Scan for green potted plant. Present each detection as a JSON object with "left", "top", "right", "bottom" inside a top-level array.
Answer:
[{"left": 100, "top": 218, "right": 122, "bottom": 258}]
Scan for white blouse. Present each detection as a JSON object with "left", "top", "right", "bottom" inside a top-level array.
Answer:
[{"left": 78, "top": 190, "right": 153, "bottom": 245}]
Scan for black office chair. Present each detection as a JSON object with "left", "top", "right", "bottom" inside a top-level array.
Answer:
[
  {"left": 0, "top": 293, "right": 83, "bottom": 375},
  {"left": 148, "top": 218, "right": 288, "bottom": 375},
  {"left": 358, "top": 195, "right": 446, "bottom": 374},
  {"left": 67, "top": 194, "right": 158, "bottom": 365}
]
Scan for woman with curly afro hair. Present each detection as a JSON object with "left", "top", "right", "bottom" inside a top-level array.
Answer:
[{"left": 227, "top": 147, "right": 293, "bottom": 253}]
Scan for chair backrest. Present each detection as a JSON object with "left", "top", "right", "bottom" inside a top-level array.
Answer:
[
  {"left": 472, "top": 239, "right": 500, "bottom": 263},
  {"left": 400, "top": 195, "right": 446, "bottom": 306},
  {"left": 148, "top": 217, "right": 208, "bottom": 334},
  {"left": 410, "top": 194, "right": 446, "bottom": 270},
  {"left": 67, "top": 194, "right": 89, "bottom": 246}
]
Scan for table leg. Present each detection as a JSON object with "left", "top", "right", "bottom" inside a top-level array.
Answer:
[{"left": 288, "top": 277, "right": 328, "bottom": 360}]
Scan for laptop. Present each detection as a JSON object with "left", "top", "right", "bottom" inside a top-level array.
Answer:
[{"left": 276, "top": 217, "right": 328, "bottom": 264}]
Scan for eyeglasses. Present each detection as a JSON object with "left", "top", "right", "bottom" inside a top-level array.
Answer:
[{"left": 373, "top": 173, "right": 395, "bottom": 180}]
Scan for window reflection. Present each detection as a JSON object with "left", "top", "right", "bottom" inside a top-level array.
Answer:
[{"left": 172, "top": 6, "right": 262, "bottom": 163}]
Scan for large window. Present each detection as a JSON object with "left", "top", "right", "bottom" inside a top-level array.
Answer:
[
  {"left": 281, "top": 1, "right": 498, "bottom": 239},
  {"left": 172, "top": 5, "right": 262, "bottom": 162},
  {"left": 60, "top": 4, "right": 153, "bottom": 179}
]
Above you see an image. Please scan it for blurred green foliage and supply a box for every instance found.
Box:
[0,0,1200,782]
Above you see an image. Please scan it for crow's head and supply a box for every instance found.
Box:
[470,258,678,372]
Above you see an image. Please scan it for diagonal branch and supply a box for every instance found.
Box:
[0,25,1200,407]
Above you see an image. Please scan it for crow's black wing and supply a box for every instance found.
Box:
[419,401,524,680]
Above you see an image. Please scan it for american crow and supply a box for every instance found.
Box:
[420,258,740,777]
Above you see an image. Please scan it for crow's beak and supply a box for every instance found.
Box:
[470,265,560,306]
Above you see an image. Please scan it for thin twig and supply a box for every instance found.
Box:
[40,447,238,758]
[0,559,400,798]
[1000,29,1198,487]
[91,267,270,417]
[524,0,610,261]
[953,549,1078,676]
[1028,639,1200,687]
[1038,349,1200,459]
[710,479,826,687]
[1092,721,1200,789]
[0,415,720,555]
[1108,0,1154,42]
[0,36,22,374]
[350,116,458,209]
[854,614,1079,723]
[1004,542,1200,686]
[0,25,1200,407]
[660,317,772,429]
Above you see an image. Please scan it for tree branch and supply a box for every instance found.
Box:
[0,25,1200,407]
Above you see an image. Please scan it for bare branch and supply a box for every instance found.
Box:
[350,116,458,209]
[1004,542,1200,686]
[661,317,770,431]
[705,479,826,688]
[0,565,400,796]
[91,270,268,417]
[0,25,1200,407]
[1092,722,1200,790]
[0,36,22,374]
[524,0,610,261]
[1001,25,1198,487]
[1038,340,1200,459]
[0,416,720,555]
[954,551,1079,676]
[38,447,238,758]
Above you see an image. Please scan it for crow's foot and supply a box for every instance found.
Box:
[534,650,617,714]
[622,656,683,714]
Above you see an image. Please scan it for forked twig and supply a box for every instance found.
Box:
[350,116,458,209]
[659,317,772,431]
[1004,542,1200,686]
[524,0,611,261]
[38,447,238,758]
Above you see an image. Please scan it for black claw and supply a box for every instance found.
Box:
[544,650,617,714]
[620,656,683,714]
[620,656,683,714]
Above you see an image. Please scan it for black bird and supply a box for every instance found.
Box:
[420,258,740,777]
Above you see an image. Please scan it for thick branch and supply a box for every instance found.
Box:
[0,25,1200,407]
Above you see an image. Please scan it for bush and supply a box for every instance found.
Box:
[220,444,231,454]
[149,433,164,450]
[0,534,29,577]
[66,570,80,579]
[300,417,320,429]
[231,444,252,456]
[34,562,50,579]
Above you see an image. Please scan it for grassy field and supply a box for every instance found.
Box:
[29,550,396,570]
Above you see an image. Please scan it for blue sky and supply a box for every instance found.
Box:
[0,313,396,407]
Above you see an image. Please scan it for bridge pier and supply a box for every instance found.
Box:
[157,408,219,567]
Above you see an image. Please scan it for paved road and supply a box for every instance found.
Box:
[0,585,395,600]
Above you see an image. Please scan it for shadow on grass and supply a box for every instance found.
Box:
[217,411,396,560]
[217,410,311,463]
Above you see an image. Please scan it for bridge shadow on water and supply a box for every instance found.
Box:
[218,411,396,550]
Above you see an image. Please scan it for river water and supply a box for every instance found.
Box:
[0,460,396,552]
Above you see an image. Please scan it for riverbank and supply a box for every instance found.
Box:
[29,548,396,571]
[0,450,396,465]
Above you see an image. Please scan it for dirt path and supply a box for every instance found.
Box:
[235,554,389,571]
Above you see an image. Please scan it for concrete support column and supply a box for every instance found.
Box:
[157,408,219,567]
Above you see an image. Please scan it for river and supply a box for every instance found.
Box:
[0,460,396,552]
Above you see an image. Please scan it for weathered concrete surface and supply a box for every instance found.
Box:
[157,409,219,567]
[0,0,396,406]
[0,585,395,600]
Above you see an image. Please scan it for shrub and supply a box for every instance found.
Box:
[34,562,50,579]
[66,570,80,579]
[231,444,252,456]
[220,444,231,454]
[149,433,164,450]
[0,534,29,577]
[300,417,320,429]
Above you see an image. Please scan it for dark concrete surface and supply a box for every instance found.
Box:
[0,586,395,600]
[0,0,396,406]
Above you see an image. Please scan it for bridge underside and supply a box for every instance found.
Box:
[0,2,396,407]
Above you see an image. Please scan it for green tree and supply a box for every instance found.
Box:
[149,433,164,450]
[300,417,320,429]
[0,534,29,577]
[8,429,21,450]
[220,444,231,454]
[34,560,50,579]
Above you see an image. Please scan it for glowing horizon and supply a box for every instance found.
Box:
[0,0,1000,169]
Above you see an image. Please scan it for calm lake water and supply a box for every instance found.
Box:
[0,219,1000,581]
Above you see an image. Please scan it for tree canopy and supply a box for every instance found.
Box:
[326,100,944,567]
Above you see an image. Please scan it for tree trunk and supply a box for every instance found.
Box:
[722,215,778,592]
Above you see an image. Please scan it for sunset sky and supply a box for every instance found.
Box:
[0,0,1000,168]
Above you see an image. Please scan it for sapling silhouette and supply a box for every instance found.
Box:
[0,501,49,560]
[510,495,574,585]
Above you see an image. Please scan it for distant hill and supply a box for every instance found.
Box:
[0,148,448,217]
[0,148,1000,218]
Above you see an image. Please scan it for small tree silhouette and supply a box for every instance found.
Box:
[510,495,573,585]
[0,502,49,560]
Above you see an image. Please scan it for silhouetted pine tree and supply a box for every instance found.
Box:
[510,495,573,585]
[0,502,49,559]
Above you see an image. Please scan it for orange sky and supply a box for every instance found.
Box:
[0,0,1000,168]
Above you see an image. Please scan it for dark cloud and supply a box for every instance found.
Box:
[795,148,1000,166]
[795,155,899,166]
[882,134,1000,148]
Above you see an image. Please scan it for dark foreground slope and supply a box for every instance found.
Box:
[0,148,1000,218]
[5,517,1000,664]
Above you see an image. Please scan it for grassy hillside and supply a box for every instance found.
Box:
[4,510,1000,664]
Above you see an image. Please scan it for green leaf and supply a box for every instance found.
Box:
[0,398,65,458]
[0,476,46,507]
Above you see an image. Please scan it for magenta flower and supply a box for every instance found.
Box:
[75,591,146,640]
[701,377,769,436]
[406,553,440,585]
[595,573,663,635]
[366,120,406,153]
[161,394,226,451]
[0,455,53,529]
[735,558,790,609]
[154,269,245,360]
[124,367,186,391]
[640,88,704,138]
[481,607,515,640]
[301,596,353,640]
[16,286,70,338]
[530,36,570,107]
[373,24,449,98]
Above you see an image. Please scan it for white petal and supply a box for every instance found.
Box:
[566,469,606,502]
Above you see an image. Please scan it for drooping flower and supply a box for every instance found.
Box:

## EXERCISE REQUIREMENTS:
Gather every line of the records that contains the word "white" and copy each one out.

## EXERCISE OUTPUT:
Scan for white blouse. Present each detection as a JSON object with "left", "top", "right", "bottom" inside a top-level array.
Above you see an image. Please scan it for white petal and supply a box for every instance found.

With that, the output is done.